### Texte fourni

◇ ◇ ◇ ◇ ◇

La mort de David Bowiedossier
Scénographe de l'exposition «David Bowie is» passée par la Philarmonie de Paris au printemps 2015, Clémence Farrell raconte comment elle l'a adaptée en France.
La gabardine illustrant la couv de «Earthling», album sorti en 2005. (Photo Samuel Kirszenbaum)
publié le 11 janvier 2016 à 20h17

A la tête de l'agence du même nom, Clémence Farrell a été choisie par la Philharmonie de Paris pour réaliser la scénographie de l'exposition «David Bowie is», au printemps 2015. Elle raconte comment elle a «adapté» cette rétrospective de la vie de la pop star créée au Victoria and Albert Museum de Londres en 2013 et qui depuis voyage dans le monde entier. Après avoir rencontré un grand succès à Paris (200 000 entrées, soit le maximum possible à la Philharmonie), «David Bowie is» fait actuellement étape à Groninge, dans le nord des Pays-Bas jusqu'au 13 mars, dernière étape de sa tournée européenne.

Comment travaille-t-on sur une exposition conçue et créée ailleurs ?

On se nourrit d'abord des retours d'expérience des autres lieux où elle est passée en essayant de corriger les petits défauts qui ont pu être constatés ça et là. A Paris, on a donné un axe plus musical à la présentation de cet artiste protéiforme. On l'a rendu plus visible en agrandissant certains écrans comme ceux diffusant Life on mars ou Space Oddity. Quand on travaille sur ce genre d'expos internationales, on reçoit une charte très précise sur ce que doit être chaque salle. Mais cela ne nous a pas empêchés d'apporter notre petite touche sans altérer l'œuvre originale bien sûr car il s'agit bien d'une œuvre à part entière.

Qu’avez-vous modifié ou apporté ?

On a fait un traitement sur la signalétique des salles en leur donnant des caractères surréalistes bien dans l'esprit de Bowie selon nous. On a créé des lettres en paillettes, en miroir, clins d'œil à l'esthétique glam qui était celle de Bowie. Mais le morceau de bravoure, c'était de trouver le moyen d'adapter le dispositif majeur des extraits de concerts projetés dans une salle de 12 mètres de haut au VAA de Londres dans un espace qui n'en faisait que 4 à Paris ! On a donc refait le film à Paris dans un mode horizontal alors qu'il était vertical à Londres. Il y a aussi cette pièce où des livres sont positionnés en hauteur, comme des oiseaux, on a amplifié cette image d'envol en en faisant une sculpture, quelque chose de plus artistique, moins arts déco. On met notre patte, très humblement.

Quelle est la démarche du scénographe lorsqu’il s’attaque à une matière tellement récente, vivante, qui fait partie de sa propre culture ?

◇ ◇ ◇ ◇ ◇

### Matériel
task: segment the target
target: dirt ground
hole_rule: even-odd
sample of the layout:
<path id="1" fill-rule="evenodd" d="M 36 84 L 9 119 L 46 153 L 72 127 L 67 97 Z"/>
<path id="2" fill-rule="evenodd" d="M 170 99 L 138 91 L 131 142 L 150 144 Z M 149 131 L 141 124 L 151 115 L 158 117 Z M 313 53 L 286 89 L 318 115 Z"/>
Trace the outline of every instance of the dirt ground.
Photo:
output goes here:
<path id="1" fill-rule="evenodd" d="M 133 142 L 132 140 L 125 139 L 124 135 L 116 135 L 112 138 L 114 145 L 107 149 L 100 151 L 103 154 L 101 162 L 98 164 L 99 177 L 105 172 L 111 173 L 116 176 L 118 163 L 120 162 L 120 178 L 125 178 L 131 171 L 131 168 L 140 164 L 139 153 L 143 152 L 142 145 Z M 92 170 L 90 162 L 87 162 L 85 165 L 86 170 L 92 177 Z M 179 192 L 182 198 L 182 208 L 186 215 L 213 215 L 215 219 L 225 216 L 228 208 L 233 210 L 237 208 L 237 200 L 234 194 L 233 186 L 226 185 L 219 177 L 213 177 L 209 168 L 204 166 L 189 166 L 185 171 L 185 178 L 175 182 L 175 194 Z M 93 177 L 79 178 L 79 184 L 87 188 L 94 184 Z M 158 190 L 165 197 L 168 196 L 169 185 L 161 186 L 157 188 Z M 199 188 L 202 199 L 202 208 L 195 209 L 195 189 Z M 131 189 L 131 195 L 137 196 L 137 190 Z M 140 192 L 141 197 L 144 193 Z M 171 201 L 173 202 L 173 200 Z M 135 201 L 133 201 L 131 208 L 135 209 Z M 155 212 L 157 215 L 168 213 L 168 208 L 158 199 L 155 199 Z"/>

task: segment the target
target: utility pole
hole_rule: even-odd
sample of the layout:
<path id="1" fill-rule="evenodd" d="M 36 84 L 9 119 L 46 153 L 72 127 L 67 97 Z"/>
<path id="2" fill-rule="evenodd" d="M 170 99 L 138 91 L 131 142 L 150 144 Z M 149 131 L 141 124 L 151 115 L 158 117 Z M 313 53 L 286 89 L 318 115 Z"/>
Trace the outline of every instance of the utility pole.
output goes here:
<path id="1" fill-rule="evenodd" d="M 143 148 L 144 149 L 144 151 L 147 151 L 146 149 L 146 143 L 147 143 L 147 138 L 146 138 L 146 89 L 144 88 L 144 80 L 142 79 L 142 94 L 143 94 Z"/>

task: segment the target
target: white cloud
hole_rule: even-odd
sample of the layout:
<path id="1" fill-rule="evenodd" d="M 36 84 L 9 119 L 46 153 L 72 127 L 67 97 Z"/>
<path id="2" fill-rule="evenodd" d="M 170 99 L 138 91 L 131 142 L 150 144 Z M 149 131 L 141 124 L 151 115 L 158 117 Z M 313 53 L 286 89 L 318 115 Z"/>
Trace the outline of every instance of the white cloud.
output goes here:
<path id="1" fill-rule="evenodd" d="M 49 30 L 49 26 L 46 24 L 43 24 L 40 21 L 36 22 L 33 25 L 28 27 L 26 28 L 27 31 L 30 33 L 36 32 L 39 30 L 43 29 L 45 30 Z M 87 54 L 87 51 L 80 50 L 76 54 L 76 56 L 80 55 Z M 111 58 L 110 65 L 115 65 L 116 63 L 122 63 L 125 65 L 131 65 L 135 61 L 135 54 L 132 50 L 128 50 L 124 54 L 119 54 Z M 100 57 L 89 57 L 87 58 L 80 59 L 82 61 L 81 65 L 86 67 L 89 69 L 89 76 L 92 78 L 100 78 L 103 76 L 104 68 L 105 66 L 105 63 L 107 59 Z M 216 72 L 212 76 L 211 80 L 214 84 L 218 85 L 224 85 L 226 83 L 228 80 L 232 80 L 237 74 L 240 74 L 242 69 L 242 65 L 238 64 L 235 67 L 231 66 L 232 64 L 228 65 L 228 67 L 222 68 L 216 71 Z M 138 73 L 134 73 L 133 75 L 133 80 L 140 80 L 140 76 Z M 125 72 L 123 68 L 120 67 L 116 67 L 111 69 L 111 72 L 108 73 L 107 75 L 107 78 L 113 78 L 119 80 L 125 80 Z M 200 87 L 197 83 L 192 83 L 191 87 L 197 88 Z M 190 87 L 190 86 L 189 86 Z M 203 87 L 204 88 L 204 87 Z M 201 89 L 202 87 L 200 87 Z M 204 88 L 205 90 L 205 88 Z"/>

◇ ◇ ◇ ◇ ◇

### À faire
1) Reproduisez fidèlement le passage de l'entretien qui va de « Comment travaille-t-on sur » jusqu'à « à part entière. ».
2) Répondez brièvement aux questions suivantes à partir de l'entretien.
(a) Combien d'entrées l'exposition a-t-elle enregistrées à Paris ?
(b) Quelle hauteur faisait l'espace parisien où ont été adaptés les extraits de concerts ?
(c) Dans quelle ville l'exposition fait-elle actuellement étape ?
Le matériel n'est pas nécessaire pour la suite du travail.

### Réponses correctes
1)
Comment travaille-t-on sur une exposition conçue et créée ailleurs ?

On se nourrit d'abord des retours d'expérience des autres lieux où elle est passée en essayant de corriger les petits défauts qui ont pu être constatés ça et là. A Paris, on a donné un axe plus musical à la présentation de cet artiste protéiforme. On l'a rendu plus visible en agrandissant certains écrans comme ceux diffusant Life on mars ou Space Oddity. Quand on travaille sur ce genre d'expos internationales, on reçoit une charte très précise sur ce que doit être chaque salle. Mais cela ne nous a pas empêchés d'apporter notre petite touche sans altérer l'œuvre originale bien sûr car il s'agit bien d'une œuvre à part entière.

2)
(a) 200 000 entrées, soit le maximum possible à la Philharmonie.
(b) 4 mètres.
(c) À Groninge, dans le nord des Pays-Bas, jusqu'au 13 mars.